____ Brano riportato

Nel tempo, la popolazione ha subito una stratificazione ed una mescolanza, dovuta all’incontro tra gli abitanti di origine malese (da Ovest) e quelli di origine aborigena australiana (da Est), mentre si innestavano diffusamente i cinesi ed attecchivano minoranze indiane (in particolare, a Singapore e a Bali); a partire dal XVII secolo, e fino a qualche decennio fa, i coloni europei si sono insediati in tutta la regione, lasciando un’impronta duratura e ancora ben presente: gli inglesi in Malaysia e a Singapore, gli olandesi in Indonesia, i portoghesi a Timor.

________

* Compito scritto 1
Trova nell'elenco ogni riga che contiene la parola "shirt" e ricopiala.
* Compito scritto 2
Riprendi il brano sulla popolazione della regione e sui coloni europei, continuandolo dopo l'ultima frase.
Il brano e l'elenco sono due materiali distinti, senza legami tra loro.

____ Elenco di partenza

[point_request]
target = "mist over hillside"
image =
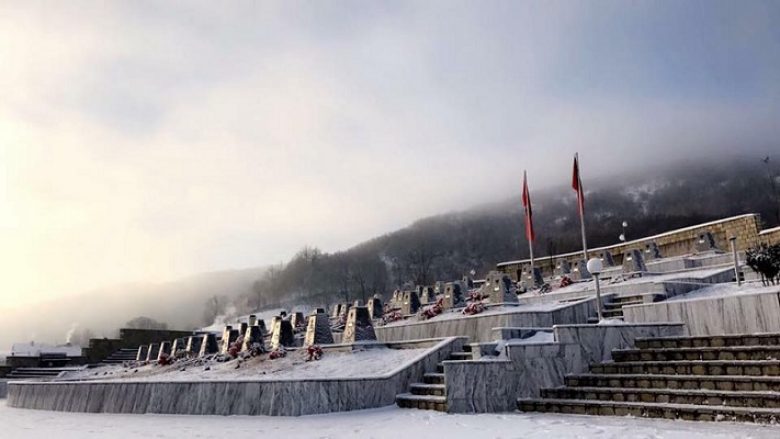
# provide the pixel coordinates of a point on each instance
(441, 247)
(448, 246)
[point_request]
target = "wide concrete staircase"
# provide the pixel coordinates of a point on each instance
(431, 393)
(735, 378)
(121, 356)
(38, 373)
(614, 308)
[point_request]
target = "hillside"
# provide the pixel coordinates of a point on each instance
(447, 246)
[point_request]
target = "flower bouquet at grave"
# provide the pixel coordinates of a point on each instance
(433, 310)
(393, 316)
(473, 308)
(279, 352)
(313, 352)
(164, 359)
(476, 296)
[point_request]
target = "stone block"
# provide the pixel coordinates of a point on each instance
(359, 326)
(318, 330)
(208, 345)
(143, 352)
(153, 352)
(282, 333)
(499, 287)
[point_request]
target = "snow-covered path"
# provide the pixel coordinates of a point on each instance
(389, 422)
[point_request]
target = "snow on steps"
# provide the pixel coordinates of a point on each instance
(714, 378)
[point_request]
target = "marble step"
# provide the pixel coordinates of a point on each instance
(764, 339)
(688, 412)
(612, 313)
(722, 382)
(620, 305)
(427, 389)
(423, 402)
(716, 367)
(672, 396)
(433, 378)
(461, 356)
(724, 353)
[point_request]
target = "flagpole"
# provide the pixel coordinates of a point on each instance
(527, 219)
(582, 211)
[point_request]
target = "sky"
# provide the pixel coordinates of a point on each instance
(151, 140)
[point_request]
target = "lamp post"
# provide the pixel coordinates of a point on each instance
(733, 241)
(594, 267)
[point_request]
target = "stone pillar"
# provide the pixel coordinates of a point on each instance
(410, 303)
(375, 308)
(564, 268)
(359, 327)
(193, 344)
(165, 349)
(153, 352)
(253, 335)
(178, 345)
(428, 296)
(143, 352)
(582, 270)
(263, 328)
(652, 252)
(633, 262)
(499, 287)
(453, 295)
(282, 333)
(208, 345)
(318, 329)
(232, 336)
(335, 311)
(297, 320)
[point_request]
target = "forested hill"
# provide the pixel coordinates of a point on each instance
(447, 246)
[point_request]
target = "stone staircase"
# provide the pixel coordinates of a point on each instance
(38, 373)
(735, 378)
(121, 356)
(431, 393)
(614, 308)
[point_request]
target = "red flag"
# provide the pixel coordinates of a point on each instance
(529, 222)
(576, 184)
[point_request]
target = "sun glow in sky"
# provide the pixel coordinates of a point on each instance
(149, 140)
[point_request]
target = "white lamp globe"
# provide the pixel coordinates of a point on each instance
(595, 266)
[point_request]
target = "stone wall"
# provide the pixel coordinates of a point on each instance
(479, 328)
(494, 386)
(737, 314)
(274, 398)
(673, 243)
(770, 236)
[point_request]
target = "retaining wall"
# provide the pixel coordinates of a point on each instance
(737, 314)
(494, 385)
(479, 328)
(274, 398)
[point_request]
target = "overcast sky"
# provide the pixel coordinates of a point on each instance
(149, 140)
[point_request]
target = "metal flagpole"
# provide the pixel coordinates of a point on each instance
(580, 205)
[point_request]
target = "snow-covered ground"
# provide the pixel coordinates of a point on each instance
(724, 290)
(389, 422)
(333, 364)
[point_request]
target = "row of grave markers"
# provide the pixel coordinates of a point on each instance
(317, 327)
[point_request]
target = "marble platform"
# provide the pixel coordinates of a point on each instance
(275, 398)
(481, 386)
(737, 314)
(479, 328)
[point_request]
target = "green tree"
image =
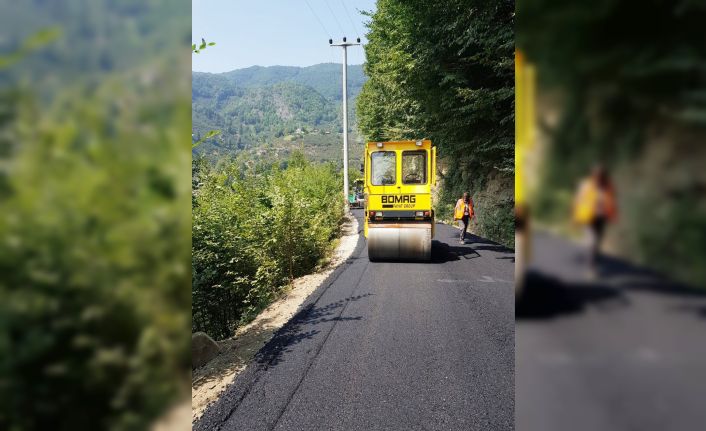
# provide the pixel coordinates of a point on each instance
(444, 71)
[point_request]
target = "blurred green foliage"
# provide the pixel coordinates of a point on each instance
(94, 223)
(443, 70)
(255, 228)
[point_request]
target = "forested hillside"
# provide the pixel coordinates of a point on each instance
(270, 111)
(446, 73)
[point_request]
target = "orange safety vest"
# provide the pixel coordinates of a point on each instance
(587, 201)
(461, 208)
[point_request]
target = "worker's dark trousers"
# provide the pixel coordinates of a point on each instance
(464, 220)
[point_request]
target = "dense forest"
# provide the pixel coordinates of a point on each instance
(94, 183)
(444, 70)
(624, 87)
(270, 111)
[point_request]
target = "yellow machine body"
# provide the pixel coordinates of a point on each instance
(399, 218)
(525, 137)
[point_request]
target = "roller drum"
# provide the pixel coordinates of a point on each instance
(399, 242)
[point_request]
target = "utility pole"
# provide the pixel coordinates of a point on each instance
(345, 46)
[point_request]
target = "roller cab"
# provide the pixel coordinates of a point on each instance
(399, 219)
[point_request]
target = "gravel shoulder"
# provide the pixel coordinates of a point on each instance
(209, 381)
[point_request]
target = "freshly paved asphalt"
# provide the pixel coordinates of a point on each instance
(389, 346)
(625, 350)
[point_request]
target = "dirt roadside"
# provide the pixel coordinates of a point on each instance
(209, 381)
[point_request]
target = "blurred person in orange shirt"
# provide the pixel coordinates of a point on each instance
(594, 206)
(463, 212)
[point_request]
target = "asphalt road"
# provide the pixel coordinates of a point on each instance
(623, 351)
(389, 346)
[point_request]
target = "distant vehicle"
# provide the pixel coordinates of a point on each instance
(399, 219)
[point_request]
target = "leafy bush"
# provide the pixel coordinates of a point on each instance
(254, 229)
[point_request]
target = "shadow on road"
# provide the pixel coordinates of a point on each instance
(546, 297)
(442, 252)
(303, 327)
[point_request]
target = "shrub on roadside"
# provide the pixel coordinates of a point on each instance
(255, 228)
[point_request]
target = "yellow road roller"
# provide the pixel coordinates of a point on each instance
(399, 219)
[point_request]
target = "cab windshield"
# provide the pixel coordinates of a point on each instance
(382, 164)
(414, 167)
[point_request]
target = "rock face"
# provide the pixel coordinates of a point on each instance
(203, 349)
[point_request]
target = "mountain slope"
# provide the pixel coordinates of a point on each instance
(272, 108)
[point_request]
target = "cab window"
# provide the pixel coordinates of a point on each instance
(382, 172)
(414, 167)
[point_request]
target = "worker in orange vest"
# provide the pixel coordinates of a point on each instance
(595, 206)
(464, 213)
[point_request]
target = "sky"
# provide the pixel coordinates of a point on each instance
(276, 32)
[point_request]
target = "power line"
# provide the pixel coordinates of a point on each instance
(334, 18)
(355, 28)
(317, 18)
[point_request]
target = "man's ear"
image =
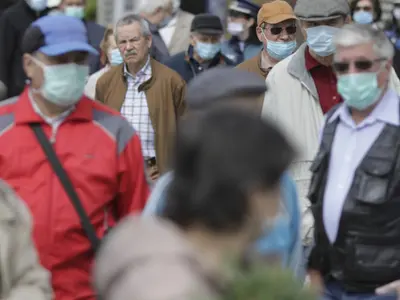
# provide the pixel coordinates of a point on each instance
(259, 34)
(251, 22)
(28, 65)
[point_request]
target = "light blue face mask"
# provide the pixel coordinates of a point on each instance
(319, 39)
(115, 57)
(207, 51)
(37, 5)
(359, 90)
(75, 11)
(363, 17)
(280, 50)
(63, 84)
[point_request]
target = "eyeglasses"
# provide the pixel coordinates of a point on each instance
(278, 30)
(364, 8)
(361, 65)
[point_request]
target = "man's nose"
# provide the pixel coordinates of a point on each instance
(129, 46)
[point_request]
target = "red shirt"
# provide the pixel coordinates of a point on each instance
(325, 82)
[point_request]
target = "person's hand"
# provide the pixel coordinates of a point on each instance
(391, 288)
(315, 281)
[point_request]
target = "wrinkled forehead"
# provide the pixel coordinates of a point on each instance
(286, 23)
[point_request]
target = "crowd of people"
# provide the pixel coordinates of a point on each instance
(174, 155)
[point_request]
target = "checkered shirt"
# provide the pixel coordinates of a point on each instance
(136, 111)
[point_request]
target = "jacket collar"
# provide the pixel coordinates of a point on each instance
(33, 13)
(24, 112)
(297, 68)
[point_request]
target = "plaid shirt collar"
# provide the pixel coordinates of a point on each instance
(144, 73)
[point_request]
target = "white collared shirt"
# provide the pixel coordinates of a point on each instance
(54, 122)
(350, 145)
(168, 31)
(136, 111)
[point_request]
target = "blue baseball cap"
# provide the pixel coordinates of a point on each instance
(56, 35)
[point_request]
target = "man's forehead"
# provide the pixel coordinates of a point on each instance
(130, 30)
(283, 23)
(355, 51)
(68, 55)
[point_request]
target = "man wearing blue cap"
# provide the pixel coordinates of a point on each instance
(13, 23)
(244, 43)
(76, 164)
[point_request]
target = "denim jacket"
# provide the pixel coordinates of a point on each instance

________

* Risposta all'esercizio 1
target = "blurred person in orange shirt"
target = "red shirt"
target = "checkered shirt"
target = "plaid shirt collar"
target = "white collared shirt"

* Risposta all'esercizio 2
L’influsso dell’occupazione si ritrova ancora in certa architettura, in alcune prassi amministrative e persino nelle tradizioni culinarie; è altresì possibile rintracciare anche un sostanzioso numero di persone, nate nella prima metà del secolo scorso, che posseggono la cittadinanza di uno degli Stati del Vecchio Continente, ma sono venute in realtà alla luce in uno di questi paesi a cavallo dell’equatore, dove hanno magari trascorso l’infanzia, e dove hanno poi deciso di vivere, lavorare o ritirarsi permanentemente.

 

L’ambiente geografico ed umano di tali luoghi è così vasto ed eterogeneo da riuscire a contenere una ricchezza davvero incredibile in termini di biodiversità e di sviluppo delle civiltà.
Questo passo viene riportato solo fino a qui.